Passata di pomodoro story



Ricordo ancora con orrore quel periodo, quando la mamma diceva “la prossima settimana si fa la salsa di pomodoro” risuonava un coro di: “io non ci sono, devo studiare, ho una visita ...” ma lei era implacabile e non c’erano scuse che tenessero, tutti dovevano dare il loro contributo, anche Duilio, che allora era il mio fidanzato e che sarebbe sparito volentieri.

Si cominciava con l’andare dal contadino a comprare i pomodori da salsa, e già questo era un viaggio non da poco. Il papà infatti si sbagliava strada tutte le volte e finivamo per girare a vuoto in mezzo alla campagna, con la mamma che non mancava mai di dire “te l’avevo detto ..., dovevi girare lì, e poi lì ...” All’arrivo si facevano un sacco di piacevoli chiacchere e si tornava a casa non solo con le casse di pomodori, ma anche con l’immancabile bottiglia di grappa fatta in casa dal contadino.

Il primo lavoro spettava a me: lavare i pomodori che venivano versati nella vasca da bagno riempita d’acqua. Inginocchiata per terra, con le mani nell’acqua, dovevo anche sopportare i dispetti di Scotti, il nostro cocker, che mi rubava le ciabatte e mi mordicchiava i piedi, perché non gli davo ascolto e, vedendomi a terra, voleva giocare, l’avrei mangiato di baci, ma non potevo fargli la doccia! Il papà andava in cantina a prendere l’attrezzatura e la mamma tirava fuori un vecchio tavolino quadrato, basso, anzi troppo basso, dove appoggiavamo il grande “passa pomodoro” a manovella. Destinavamo una piccola stanza per compiere tutte le operazioni, e ne ricoprivamo il pavimento con della plastica, per non rovinare il marmo con l’acido dei pomodori. Facevamo la spola dal cucinotto, dove da giorni sterilizzavamo i vasi per le conserve e bollivamo i pomodori un po’ alla volta, al laboratorio, come avevamo deciso di chiamare la stanza.
· · · ·
- LAVORO RICHIESTO:
Riproduci parola per parola tutto ciò che nel racconto sulla passata di pomodoro va da "Ricordo ancora con" giù fino a "casa dal contadino.". Il materiale riportato qui sotto non ha nulla a che vedere con il racconto.
· · · ·
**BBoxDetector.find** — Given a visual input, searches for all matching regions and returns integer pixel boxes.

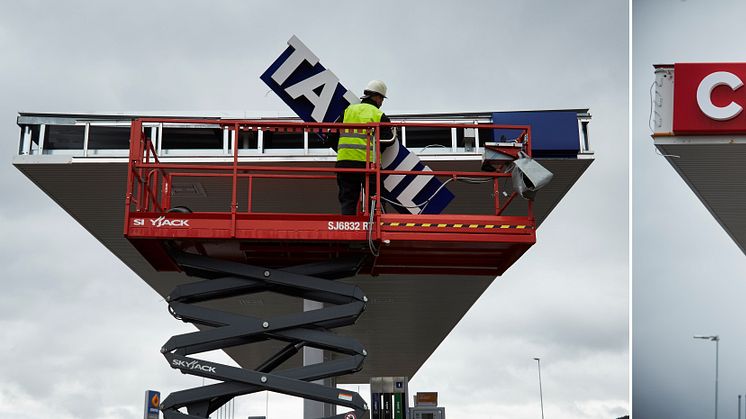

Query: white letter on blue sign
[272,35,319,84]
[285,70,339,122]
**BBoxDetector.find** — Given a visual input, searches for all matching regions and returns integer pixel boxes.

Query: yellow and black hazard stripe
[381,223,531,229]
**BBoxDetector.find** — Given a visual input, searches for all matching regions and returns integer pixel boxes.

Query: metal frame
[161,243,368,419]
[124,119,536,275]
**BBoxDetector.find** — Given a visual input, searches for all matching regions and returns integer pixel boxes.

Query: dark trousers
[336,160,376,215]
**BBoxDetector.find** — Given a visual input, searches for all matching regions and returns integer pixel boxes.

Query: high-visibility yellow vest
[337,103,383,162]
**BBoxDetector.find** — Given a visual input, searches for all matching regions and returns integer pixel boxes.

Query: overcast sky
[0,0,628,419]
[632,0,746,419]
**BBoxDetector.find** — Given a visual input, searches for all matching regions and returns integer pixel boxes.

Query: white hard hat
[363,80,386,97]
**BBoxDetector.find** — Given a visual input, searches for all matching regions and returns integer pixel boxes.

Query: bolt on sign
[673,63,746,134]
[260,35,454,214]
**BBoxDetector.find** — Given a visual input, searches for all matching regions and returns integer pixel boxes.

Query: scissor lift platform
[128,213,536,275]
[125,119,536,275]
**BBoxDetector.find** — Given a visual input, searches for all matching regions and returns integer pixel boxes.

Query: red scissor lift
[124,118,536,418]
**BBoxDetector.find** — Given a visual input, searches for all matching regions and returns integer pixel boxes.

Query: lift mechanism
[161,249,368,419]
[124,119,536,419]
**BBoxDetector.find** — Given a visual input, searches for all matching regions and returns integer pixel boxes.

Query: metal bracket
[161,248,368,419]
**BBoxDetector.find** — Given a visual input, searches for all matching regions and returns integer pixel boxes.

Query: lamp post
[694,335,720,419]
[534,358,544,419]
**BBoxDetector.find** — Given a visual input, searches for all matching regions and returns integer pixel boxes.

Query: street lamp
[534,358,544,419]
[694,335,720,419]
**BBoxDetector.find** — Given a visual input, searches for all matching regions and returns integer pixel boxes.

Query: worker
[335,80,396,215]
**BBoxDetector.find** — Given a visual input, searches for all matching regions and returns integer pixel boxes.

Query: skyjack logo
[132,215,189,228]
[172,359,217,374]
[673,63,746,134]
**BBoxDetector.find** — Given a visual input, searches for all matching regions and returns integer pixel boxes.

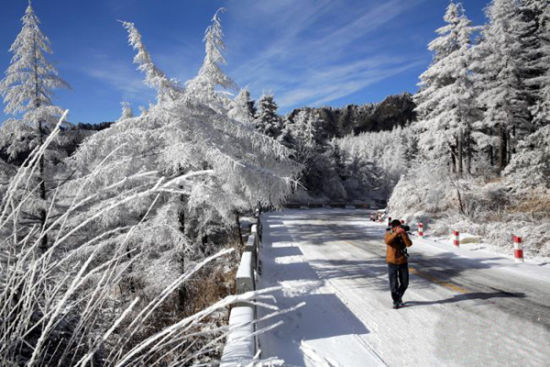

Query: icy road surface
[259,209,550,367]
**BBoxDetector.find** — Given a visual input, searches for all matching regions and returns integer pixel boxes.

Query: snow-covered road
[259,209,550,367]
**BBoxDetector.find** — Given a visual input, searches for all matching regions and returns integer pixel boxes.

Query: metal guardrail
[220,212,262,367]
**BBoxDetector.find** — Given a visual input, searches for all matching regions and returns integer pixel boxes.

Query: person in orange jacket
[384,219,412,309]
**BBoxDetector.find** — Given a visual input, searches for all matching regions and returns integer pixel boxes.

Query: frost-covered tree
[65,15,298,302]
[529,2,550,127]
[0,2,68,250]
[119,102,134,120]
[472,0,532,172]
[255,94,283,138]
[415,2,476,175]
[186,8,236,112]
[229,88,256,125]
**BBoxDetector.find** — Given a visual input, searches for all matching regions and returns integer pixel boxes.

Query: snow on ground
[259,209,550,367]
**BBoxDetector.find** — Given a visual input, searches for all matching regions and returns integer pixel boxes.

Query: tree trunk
· · · ·
- RISPOSTA COMPLETA:
Ricordo ancora con orrore quel periodo, quando la mamma diceva “la prossima settimana si fa la salsa di pomodoro” risuonava un coro di: “io non ci sono, devo studiare, ho una visita ...” ma lei era implacabile e non c’erano scuse che tenessero, tutti dovevano dare il loro contributo, anche Duilio, che allora era il mio fidanzato e che sarebbe sparito volentieri.

Si cominciava con l’andare dal contadino a comprare i pomodori da salsa, e già questo era un viaggio non da poco. Il papà infatti si sbagliava strada tutte le volte e finivamo per girare a vuoto in mezzo alla campagna, con la mamma che non mancava mai di dire “te l’avevo detto ..., dovevi girare lì, e poi lì ...” All’arrivo si facevano un sacco di piacevoli chiacchere e si tornava a casa non solo con le casse di pomodori, ma anche con l’immancabile bottiglia di grappa fatta in casa dal contadino.